## [PAGE TEXT]
[start]

Thursday, 9 February 2017

Can Bushcraft Save The Planet?

I think there is one particular outdoor activity which might be more effective at helping people learn to care for the environment than any other. Could bushcraft be that activity?   

Environmental Education (EE) as it exists now is a relatively new field, developed as a result of growing concern that the environment was suffering from pollution, deforestation, desertification etc. as a result of human activity. Although the  Schools Councils 1974 Project Environment discussed the difference between education  ABOUT, FROM and FOR the environment, EE was not addressed on a global scale until the Tbilisi conference in 1977. Organised by UNESCO the conference brought together delegates from  66 nations and representatives from UN agencies and NGOs to participate in the world's first intergovernmental conference on environmental education. 

As a result of this conference, a declaration was adopted, after a unanimous agreement that EE had an important role in the preservation and improvement of the global environment. This declaration included the following goals; 

  • to foster clear awareness of, and concern about, economic, social, political, and ecological interdependence in urban and rural areas;
  • to provide every person with opportunities to acquire the knowledge, values, attitudes, commitment, and skills needed to protect and improve the environment;
  • to create new patterns of behaviour of individuals, groups, and society as a whole towards the environment.

[end]

## [WRITTEN PROBLEM A]
Write out the bushcraft and environmental education text from "Environmental Education (EE)" up to and including "on environmental education.".

(Outline records)
[start]

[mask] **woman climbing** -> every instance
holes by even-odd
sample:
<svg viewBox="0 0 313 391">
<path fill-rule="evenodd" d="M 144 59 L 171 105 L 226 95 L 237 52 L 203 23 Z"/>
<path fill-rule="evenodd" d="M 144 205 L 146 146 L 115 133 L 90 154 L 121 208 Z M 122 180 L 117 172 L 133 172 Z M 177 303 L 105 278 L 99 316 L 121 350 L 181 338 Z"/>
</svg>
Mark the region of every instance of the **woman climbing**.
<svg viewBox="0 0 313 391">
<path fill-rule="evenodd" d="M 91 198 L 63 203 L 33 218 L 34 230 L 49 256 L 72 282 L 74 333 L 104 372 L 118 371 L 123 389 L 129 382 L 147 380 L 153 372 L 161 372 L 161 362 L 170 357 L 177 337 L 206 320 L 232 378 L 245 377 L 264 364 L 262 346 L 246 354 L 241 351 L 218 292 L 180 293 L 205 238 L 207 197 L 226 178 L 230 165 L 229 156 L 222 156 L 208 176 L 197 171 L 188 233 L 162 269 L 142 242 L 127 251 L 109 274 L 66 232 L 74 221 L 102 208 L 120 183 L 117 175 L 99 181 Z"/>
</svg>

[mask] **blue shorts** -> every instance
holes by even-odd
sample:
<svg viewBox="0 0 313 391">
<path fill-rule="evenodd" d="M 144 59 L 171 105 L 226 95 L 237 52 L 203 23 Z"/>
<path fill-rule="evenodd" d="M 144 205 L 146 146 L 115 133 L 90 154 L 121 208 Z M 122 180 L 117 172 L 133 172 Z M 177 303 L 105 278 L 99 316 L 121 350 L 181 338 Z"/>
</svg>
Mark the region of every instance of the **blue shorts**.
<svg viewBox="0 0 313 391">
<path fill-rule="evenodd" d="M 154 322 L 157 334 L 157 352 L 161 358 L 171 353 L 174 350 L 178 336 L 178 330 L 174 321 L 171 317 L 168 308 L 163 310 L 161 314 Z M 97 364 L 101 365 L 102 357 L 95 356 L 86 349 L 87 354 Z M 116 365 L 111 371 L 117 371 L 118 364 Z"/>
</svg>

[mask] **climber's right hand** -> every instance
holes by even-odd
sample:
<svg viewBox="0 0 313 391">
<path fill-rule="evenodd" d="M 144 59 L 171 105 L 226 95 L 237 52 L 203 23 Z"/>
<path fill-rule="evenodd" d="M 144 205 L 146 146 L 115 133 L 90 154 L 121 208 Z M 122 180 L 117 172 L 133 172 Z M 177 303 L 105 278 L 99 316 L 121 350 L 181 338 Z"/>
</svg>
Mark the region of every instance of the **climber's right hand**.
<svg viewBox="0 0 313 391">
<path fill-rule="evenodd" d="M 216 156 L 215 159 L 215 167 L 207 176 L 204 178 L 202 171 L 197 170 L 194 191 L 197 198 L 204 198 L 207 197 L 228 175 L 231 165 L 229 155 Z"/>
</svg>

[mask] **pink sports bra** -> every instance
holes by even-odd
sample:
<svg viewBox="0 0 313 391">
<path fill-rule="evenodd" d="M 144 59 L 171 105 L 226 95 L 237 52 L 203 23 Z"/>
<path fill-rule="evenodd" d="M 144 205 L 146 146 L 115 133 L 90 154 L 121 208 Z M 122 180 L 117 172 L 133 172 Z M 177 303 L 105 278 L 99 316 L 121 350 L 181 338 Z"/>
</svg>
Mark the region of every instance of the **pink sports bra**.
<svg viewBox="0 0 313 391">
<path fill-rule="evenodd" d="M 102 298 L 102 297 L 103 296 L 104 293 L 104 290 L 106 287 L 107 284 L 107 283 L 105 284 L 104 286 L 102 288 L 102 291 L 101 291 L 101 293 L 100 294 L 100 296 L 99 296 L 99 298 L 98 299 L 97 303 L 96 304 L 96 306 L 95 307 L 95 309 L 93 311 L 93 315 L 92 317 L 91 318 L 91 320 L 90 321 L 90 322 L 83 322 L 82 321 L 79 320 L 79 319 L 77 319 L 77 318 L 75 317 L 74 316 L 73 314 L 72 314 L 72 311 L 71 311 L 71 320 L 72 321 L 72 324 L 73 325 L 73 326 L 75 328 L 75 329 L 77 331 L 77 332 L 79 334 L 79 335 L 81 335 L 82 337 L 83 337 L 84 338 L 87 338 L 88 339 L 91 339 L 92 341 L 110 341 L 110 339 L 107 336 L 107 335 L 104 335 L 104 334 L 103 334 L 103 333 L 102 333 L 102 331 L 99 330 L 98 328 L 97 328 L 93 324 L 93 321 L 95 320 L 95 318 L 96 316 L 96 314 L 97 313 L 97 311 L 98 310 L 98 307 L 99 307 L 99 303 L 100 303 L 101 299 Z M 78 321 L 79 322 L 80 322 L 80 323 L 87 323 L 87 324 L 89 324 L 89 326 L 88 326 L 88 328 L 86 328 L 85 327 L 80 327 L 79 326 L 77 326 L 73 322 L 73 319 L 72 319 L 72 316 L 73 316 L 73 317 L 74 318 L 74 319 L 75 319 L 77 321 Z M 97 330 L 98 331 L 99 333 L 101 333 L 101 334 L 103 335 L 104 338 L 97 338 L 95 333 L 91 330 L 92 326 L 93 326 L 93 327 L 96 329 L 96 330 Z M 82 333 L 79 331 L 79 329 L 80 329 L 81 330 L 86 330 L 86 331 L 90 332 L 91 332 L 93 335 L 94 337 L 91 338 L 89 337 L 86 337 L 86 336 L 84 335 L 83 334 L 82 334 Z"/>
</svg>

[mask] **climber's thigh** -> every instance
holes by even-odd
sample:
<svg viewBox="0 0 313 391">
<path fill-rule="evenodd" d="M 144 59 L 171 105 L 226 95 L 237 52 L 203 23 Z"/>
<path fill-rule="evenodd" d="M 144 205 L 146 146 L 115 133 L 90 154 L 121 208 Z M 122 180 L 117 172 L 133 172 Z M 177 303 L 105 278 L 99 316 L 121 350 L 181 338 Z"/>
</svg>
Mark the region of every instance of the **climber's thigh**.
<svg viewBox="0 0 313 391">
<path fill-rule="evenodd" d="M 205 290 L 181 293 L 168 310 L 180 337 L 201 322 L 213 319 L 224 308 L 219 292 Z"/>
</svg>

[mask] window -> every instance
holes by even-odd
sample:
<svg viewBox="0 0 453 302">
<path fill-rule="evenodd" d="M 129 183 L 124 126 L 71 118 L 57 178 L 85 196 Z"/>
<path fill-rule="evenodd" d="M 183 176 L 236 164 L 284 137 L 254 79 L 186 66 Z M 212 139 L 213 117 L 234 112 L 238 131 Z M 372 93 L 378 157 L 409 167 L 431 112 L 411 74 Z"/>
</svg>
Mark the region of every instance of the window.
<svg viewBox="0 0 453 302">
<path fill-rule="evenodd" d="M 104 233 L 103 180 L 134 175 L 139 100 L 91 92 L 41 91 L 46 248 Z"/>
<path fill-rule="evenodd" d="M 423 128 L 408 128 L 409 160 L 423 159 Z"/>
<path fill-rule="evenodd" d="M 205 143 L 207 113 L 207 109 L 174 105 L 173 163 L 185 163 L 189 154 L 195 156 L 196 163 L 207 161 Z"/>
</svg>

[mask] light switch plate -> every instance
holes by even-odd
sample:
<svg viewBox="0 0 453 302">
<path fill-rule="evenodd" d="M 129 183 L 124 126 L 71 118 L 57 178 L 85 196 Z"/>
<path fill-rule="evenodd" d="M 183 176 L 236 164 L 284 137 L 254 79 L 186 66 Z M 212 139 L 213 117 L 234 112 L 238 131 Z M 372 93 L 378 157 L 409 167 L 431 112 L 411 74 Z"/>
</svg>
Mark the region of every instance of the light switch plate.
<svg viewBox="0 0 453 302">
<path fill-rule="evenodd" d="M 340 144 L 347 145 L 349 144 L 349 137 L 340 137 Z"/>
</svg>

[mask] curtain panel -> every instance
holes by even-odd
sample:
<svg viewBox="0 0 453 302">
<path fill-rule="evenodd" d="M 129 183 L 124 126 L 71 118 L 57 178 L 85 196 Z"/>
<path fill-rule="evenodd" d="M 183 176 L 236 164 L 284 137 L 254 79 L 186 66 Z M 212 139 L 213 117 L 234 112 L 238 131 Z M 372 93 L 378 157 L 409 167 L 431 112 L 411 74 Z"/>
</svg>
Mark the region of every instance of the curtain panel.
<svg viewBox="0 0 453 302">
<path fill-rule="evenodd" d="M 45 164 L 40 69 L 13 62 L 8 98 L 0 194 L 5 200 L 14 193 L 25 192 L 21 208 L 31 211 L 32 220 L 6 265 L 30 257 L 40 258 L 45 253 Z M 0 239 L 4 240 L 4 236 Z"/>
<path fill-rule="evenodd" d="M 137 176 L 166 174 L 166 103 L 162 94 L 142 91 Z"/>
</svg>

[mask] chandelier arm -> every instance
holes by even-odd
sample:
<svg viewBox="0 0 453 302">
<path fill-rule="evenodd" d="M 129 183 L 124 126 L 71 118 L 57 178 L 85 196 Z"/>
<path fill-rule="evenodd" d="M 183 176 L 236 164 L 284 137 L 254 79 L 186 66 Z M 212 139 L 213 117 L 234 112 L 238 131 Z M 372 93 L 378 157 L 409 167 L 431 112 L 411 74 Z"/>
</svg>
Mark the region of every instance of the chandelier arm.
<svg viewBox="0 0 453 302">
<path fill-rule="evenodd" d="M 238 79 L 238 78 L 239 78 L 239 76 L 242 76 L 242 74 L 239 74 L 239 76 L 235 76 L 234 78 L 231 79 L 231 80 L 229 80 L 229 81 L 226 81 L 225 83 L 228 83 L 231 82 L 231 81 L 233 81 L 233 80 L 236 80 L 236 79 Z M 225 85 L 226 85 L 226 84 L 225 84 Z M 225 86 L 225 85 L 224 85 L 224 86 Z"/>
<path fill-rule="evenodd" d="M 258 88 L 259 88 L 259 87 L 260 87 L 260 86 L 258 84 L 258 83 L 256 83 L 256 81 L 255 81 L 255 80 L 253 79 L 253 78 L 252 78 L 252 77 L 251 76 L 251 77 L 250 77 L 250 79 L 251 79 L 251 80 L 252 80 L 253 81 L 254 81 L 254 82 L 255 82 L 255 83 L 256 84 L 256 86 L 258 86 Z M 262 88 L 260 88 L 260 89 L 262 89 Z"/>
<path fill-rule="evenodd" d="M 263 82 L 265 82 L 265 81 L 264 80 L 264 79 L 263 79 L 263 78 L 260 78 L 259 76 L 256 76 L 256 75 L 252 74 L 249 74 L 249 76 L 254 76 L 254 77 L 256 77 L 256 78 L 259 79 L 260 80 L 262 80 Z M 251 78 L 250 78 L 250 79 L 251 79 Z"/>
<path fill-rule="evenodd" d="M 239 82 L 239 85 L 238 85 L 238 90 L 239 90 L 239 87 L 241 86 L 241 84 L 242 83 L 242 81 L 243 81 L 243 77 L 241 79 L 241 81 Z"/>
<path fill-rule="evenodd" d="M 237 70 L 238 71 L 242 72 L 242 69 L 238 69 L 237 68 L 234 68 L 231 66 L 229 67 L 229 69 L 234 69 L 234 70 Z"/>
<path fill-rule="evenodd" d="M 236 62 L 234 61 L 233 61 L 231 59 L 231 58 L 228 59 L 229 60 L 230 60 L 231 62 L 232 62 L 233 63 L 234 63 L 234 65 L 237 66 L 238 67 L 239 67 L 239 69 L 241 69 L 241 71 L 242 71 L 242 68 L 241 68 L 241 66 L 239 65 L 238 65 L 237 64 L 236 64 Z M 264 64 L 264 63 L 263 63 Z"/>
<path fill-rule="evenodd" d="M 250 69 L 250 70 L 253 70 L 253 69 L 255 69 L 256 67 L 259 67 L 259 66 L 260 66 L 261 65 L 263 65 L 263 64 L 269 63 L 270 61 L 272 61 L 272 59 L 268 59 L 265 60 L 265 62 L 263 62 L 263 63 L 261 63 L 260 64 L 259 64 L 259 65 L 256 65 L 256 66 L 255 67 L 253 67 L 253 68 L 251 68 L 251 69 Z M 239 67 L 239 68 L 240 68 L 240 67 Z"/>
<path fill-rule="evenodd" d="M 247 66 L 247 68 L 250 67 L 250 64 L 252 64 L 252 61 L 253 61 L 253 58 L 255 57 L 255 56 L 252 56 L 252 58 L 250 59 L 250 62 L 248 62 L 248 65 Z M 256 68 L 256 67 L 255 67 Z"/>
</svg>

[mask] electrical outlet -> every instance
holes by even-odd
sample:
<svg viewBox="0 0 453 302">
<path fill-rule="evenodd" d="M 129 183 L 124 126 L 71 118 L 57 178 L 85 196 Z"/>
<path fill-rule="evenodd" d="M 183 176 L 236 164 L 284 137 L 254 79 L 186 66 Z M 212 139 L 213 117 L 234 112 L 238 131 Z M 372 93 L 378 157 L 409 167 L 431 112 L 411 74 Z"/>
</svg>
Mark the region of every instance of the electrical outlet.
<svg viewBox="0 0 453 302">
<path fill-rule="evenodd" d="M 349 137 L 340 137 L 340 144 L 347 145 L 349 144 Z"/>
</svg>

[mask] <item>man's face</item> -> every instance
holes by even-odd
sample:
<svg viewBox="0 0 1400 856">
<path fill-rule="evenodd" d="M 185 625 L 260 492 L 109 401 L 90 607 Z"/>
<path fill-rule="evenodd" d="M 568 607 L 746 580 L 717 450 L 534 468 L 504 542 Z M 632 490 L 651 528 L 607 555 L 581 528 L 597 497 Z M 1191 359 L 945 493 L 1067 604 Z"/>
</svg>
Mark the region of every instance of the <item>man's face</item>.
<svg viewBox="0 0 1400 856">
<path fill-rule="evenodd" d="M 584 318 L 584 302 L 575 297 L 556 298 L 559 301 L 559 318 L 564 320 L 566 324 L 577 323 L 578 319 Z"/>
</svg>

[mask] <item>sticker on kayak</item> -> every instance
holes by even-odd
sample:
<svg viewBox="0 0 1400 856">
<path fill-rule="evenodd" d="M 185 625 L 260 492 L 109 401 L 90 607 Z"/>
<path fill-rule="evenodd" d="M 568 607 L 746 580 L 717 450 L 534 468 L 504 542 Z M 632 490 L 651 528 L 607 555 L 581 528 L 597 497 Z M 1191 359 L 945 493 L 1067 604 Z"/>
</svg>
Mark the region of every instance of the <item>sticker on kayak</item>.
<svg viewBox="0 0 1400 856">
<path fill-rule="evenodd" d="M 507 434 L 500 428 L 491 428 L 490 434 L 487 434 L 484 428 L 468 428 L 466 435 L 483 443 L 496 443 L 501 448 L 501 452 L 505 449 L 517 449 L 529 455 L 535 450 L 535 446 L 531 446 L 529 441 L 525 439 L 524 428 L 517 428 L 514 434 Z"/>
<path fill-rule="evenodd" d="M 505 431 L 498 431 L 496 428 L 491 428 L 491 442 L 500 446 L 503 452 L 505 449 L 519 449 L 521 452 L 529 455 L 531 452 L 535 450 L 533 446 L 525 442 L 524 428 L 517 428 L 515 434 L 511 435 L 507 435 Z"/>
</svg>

[end]

## [WRITTEN PROBLEM B]
In the entries, take the lines from the line with "[mask] chandelier arm -> every instance" up to and including the line with "239 82 L 239", and give them again with "chandelier arm" replaced by "light fixture arm" and everything else unchanged.

## [TASK RESPONSE A]
Environmental Education (EE) as it exists now is a relatively new field, developed as a result of growing concern that the environment was suffering from pollution, deforestation, desertification etc. as a result of human activity. Although the  Schools Councils 1974 Project Environment discussed the difference between education  ABOUT, FROM and FOR the environment, EE was not addressed on a global scale until the Tbilisi conference in 1977. Organised by UNESCO the conference brought together delegates from  66 nations and representatives from UN agencies and NGOs to participate in the world's first intergovernmental conference on environmental education.

## [TASK RESPONSE B]
[mask] light fixture arm -> every instance
holes by even-odd
sample:
<svg viewBox="0 0 453 302">
<path fill-rule="evenodd" d="M 129 183 L 124 126 L 71 118 L 57 178 L 85 196 Z"/>
<path fill-rule="evenodd" d="M 183 176 L 236 164 L 284 137 L 254 79 L 186 66 Z M 212 139 L 213 117 L 234 112 L 238 131 Z M 372 93 L 378 157 L 409 167 L 431 112 L 411 74 Z"/>
</svg>
Mark the region of every instance of the light fixture arm.
<svg viewBox="0 0 453 302">
<path fill-rule="evenodd" d="M 238 79 L 238 78 L 239 78 L 239 76 L 242 76 L 242 74 L 239 74 L 239 76 L 235 76 L 234 78 L 231 79 L 231 80 L 229 80 L 229 81 L 226 81 L 225 83 L 228 83 L 231 82 L 231 81 L 233 81 L 233 80 L 236 80 L 236 79 Z M 225 85 L 226 85 L 226 84 L 225 84 Z M 225 86 L 225 85 L 224 85 L 224 86 Z"/>
<path fill-rule="evenodd" d="M 258 88 L 259 88 L 259 87 L 260 87 L 260 86 L 258 84 L 258 83 L 256 83 L 256 81 L 255 81 L 255 80 L 253 79 L 253 78 L 252 78 L 252 77 L 251 76 L 251 77 L 250 77 L 250 79 L 251 79 L 251 80 L 252 80 L 253 81 L 254 81 L 254 82 L 255 82 L 255 83 L 256 84 L 256 86 L 258 86 Z M 262 88 L 260 88 L 260 89 L 262 89 Z"/>
<path fill-rule="evenodd" d="M 263 82 L 265 82 L 265 81 L 264 80 L 264 79 L 263 79 L 263 78 L 260 78 L 259 76 L 256 76 L 256 75 L 252 74 L 249 74 L 249 76 L 254 76 L 254 77 L 256 77 L 256 78 L 259 79 L 260 80 L 262 80 Z M 251 78 L 250 78 L 250 79 L 251 79 Z"/>
<path fill-rule="evenodd" d="M 239 82 L 239 85 L 238 85 L 238 90 L 239 90 L 239 87 L 241 86 L 241 84 L 242 83 L 242 81 L 243 81 L 243 77 L 241 79 L 241 81 Z"/>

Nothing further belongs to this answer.